Zitierter Abschnitt
In den Nothilfefonds der Deutschen Orchesterstiftung, ausschließlich für Freiberufler aufgelegt, gingen seither 4,1 Millionen Euro an Spenden ein; davon konnten zwei Millionen Euro an 3300 Antragsteller verteilt werden, bislang in Form von Einmalzahlungen über sechshundert Euro. Man wolle, so Mertens, jetzt auf Stipendien von zweitausend Euro pro Person umstellen, da wieder mit enormen Verdienstausfällen bei Freiberuflern durch den Wegfall von Konzerten in der Passionszeit zu rechnen sei. Eine nichtrepräsentative Umfrage des Landesmusikrates Berlin habe kürzlich ergeben, dass 29 Prozent der freiberuflichen Musiker ihren Beruf aufgeben wollen.

Vorliegende Einträge
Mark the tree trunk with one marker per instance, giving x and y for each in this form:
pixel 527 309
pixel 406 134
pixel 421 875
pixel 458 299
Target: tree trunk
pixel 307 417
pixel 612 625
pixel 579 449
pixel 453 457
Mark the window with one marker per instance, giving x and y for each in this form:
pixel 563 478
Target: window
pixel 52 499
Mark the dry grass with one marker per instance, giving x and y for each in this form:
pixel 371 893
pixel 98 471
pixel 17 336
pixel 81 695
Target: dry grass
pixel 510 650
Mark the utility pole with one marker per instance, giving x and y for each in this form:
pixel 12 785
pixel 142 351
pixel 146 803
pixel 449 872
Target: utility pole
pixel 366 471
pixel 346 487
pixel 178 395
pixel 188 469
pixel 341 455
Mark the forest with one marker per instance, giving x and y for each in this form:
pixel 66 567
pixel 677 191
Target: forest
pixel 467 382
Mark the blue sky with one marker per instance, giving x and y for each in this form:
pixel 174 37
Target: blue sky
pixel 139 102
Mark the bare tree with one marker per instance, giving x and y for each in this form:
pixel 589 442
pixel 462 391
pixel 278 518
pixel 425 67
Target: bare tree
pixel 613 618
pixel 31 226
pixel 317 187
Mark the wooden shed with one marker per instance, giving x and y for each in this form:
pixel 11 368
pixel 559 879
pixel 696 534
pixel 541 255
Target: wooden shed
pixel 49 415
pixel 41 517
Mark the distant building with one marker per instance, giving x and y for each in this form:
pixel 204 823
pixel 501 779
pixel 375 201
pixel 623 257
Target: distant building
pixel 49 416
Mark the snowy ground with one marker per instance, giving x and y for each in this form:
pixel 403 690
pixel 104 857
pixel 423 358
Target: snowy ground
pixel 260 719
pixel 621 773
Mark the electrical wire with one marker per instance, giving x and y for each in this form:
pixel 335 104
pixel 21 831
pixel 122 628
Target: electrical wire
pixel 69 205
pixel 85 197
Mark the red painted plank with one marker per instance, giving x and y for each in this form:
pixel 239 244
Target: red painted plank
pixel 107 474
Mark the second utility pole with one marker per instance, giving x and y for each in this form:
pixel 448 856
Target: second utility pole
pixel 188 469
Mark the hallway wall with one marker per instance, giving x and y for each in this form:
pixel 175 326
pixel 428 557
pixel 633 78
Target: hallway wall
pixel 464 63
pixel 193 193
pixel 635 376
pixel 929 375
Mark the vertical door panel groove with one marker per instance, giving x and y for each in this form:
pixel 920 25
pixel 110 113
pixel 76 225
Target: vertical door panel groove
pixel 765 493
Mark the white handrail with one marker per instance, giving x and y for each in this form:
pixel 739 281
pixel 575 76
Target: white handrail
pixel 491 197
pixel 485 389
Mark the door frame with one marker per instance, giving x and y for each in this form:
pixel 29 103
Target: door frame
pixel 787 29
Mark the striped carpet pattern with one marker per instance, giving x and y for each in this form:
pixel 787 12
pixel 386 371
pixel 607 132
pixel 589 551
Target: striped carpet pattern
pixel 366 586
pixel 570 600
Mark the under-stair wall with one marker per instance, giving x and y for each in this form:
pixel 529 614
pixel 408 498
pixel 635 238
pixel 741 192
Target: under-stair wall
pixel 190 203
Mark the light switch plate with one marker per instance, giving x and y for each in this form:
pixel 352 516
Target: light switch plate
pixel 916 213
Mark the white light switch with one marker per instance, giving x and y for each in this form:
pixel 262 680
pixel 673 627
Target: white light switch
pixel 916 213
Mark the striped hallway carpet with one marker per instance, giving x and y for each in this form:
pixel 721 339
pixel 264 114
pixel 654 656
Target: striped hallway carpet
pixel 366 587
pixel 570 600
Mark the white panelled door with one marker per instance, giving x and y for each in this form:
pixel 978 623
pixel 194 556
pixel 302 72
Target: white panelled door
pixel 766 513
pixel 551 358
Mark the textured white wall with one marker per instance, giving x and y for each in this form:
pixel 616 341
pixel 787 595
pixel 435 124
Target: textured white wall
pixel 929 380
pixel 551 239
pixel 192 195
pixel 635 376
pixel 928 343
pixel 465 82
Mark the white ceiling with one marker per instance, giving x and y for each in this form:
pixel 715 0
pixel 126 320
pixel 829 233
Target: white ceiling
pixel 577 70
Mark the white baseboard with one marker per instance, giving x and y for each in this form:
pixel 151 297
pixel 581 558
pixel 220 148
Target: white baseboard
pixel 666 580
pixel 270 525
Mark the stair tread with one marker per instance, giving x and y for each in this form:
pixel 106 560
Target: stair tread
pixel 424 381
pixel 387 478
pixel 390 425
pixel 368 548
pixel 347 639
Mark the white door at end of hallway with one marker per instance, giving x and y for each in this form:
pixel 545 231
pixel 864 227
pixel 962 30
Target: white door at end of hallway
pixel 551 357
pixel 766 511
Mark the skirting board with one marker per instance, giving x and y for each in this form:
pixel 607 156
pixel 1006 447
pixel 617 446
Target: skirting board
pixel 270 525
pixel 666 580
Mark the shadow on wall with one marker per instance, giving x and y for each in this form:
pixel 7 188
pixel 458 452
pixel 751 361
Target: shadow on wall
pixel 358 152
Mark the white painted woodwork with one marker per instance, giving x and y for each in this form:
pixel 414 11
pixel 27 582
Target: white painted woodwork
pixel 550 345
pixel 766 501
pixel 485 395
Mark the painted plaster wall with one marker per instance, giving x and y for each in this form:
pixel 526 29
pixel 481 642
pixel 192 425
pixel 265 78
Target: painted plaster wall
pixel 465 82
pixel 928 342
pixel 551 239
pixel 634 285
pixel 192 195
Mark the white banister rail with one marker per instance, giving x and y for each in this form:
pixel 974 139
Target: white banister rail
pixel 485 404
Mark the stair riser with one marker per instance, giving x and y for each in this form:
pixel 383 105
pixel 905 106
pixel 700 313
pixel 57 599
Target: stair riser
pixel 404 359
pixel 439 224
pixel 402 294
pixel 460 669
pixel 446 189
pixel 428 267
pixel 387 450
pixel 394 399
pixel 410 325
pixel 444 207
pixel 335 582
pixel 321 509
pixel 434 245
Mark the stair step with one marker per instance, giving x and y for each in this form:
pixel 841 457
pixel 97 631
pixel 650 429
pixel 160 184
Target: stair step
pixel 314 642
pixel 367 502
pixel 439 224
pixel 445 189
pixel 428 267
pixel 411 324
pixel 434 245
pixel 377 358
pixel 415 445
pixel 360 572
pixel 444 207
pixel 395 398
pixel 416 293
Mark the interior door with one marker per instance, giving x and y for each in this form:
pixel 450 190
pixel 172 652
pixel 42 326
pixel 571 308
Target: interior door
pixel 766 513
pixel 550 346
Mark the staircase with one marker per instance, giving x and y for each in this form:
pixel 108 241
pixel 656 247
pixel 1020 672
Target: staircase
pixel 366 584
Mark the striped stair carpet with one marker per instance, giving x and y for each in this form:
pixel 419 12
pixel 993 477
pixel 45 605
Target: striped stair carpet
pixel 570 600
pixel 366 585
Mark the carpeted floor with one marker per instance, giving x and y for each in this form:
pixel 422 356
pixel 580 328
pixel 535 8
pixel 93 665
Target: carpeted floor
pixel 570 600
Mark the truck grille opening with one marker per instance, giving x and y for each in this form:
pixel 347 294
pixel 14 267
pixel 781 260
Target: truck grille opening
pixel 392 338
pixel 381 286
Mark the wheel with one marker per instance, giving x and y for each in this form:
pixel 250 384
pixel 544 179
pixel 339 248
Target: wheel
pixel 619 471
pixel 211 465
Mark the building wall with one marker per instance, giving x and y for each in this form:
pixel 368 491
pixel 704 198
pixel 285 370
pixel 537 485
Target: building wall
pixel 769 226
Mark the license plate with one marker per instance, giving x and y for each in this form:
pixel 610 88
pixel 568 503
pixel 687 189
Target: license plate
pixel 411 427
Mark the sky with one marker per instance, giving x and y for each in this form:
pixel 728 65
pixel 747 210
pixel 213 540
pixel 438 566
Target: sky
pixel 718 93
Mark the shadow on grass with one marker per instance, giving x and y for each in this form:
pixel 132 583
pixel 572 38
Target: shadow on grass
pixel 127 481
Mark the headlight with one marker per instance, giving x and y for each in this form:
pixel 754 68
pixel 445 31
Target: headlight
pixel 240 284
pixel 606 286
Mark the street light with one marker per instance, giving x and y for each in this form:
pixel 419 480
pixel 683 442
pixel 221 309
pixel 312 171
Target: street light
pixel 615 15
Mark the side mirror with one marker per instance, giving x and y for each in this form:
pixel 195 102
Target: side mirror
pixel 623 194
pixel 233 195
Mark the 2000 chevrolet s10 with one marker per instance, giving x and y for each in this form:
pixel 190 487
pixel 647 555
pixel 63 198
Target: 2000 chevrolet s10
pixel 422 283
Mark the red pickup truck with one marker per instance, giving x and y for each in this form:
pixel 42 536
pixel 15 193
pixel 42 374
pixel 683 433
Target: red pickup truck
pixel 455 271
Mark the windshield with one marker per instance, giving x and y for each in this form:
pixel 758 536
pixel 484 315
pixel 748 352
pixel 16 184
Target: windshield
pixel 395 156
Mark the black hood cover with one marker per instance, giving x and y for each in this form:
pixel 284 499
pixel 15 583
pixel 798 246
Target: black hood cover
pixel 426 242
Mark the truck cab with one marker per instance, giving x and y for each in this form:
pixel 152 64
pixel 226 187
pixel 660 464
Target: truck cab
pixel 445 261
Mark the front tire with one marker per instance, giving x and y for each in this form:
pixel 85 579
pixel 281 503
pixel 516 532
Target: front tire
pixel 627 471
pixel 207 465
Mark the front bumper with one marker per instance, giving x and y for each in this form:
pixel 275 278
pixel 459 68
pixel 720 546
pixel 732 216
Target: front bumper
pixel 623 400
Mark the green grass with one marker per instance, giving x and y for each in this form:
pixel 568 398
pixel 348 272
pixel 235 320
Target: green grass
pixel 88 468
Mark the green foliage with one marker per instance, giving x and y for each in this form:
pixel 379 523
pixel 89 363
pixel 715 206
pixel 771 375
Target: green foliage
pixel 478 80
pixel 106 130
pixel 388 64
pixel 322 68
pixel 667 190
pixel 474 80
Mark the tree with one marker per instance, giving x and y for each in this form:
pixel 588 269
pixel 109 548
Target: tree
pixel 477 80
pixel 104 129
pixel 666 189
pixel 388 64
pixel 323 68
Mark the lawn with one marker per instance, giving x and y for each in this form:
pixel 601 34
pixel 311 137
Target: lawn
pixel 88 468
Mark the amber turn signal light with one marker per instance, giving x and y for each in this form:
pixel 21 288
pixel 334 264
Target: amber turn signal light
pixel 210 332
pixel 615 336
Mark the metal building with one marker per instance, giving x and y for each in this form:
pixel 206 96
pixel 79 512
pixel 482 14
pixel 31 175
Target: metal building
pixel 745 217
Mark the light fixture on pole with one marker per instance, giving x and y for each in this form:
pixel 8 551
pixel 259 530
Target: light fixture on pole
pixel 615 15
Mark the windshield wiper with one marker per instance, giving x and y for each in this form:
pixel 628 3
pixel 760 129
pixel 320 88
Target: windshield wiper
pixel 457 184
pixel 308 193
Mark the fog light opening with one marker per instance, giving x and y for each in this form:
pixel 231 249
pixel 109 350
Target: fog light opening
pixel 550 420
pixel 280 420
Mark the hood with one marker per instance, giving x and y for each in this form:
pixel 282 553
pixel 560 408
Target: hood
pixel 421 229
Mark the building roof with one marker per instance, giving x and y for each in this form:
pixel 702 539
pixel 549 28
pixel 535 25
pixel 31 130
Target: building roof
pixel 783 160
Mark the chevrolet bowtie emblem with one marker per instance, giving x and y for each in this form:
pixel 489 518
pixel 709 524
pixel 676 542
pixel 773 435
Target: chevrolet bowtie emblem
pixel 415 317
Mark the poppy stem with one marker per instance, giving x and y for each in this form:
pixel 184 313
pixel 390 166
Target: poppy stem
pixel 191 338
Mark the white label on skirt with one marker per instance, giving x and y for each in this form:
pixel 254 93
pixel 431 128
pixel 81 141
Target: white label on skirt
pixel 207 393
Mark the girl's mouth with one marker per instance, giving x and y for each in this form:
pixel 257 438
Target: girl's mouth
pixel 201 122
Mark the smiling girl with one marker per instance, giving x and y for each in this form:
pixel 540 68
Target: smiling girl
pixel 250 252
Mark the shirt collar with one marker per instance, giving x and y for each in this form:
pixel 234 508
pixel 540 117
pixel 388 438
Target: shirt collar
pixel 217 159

Gestellte Aufgabe A
Beantworten Sie anhand des Abschnitts über den Nothilfefonds folgende Fragen:
(i) Wie viel Geld ging an Spenden in den Nothilfefonds der Deutschen Orchesterstiftung ein?
(ii) Wie hoch sollen die geplanten Stipendien pro Person ausfallen?
(iii) Wie viel Prozent der freiberuflichen Musiker wollen laut der Umfrage des Landesmusikrates Berlin ihren Beruf aufgeben?
Gestellte Aufgabe B
Geben Sie aus dem Abschnitt über den Nothilfefonds den Wortlaut zurück, beginnend bei „In den Nothilfefonds“ und endend bei „Beruf aufgeben wollen.“.

Schriftliche Antwort A
(i) 4,1 Millionen Euro
(ii) Zweitausend Euro
(iii) 29 Prozent

Schriftliche Antwort B
In den Nothilfefonds der Deutschen Orchesterstiftung, ausschließlich für Freiberufler aufgelegt, gingen seither 4,1 Millionen Euro an Spenden ein; davon konnten zwei Millionen Euro an 3300 Antragsteller verteilt werden, bislang in Form von Einmalzahlungen über sechshundert Euro. Man wolle, so Mertens, jetzt auf Stipendien von zweitausend Euro pro Person umstellen, da wieder mit enormen Verdienstausfällen bei Freiberuflern durch den Wegfall von Konzerten in der Passionszeit zu rechnen sei. Eine nichtrepräsentative Umfrage des Landesmusikrates Berlin habe kürzlich ergeben, dass 29 Prozent der freiberuflichen Musiker ihren Beruf aufgeben wollen.